*** Text shown ***

Riggs Theatre 37 to Stage The Merchant of Venice
by Aaron Beatty
For more than two decades, Kevin G. Coleman has been directing theatrical productions at Riggs Theatre 37, part of the Austen Riggs Center activities program, housed at the Lavender Door on Main Street in Stockbridge. He is also the director of education at Shakespeare and Company in Lenox, Massachusetts.
He comes to his role at Riggs Theatre 37 with a palpable enthusiasm and passion for theatre and for working with patients at Riggs that is at once striking and contagious. “It is just a really exciting adventure; I learn things every time” says Coleman of directing at Riggs Theatre 37. “Reading a play is one thing, but slowing it down and pulling it apart in the process of preparing a performance creates a space where a single word can turn the meaning and surprise you.”
Each spring for the past decade or so, Riggs Theatre 37 has staged a work by Shakespeare. Out of several options Coleman brought to the patients this year, the one chosen for production was The Merchant of Venice. Coleman acknowledges that this particular play “has a lot of charge” and is “a lightning rod” because of its perceived anti-Semitic content, but contends that the central themes of the play touch on universally human experiences including: the nature of agreements between people, the conflict between the spirit and the letter of law, reconciling outward appearances with internal realities and sorting out the meaning and expectations of vows.

*** End of Text shown ***
*** Collected material ***

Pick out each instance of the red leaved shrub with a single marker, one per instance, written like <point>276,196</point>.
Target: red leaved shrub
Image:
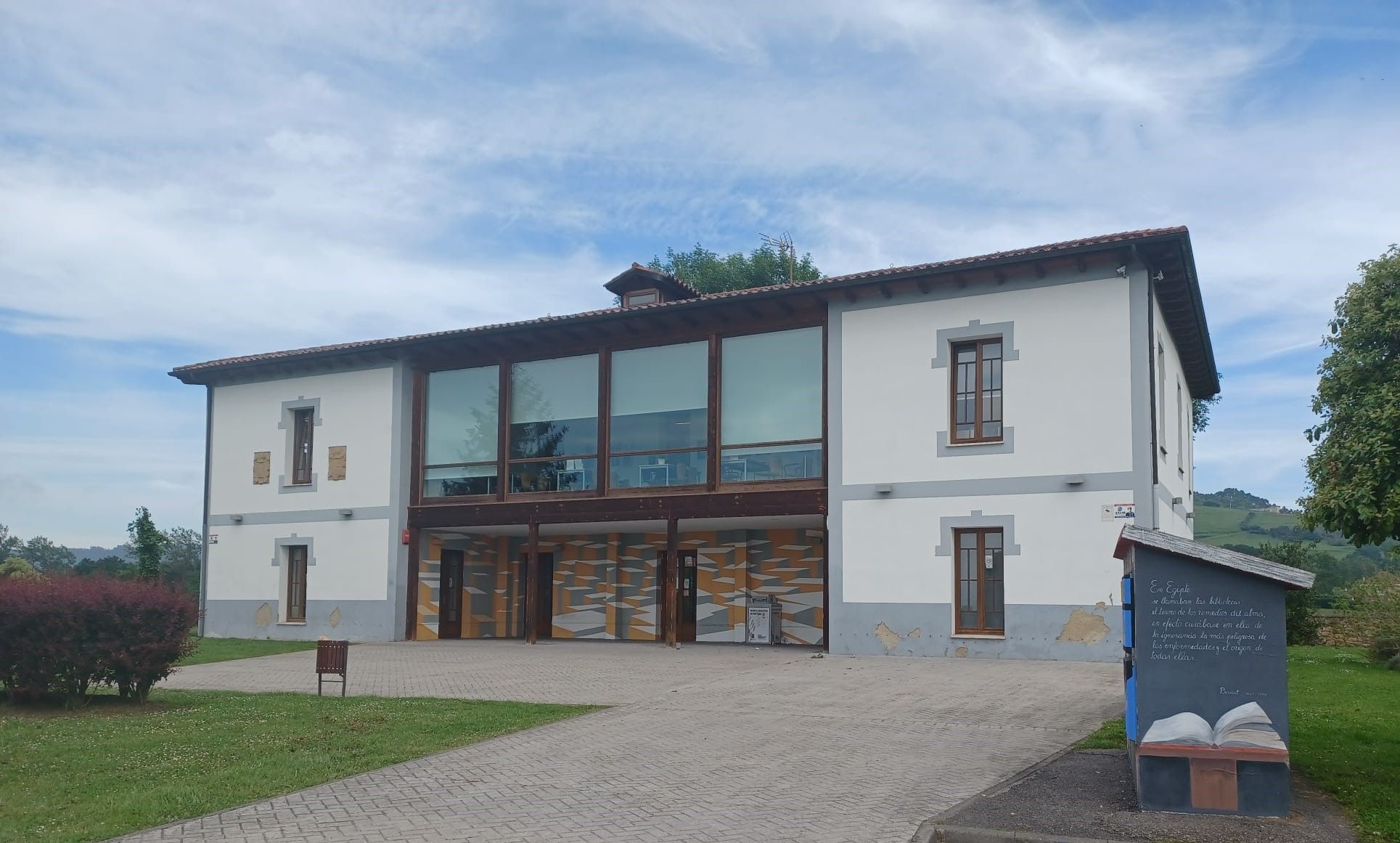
<point>62,636</point>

*** End of Collected material ***

» Using the information
• 1. Answer these from the article about Riggs Theatre 37:
(a) Where is Riggs Theatre 37 housed?
(b) Besides directing at Riggs Theatre 37, what position does Kevin G. Coleman hold?
(c) Which play was chosen for production this year?
• 2. Carry on the article about the Riggs Theatre 37 production of The Merchant of Venice from where it stops.

» Answers per task
• 1.
(a) At the Lavender Door on Main Street in Stockbridge.
(b) He is director of education at Shakespeare and Company in Lenox, Massachusetts.
(c) The Merchant of Venice.

• 2.
Coleman directs a cast of both patients and community actors at Riggs Theatre 37 and speaks of the “wonderful” way in which the community actors and patient actors learn from each other; “community actors are often less inhibited and much freer to task risks in this environment, while the patient actors are immersed in an environment that lets them recognize and explore strengths they may not have known they had.” Over the course of 10 weeks the “very warm, supportive, playful and completely irreverent” rehearsal environment often elicits “some of the most funny and poignant moments,” relates Coleman. He continues, by noting this space creates a sense of community among all the players; “actors will come to a rehearsal just to watch their fellow actors work on a scene.”
Working in an environment deliberately separated from the intensive treatment atmosphere, patients take up the role of student when they participate in the activities program; like all aspects of the activities program, Riggs Theatre 37 is a space where patients can explore and develop their strengths.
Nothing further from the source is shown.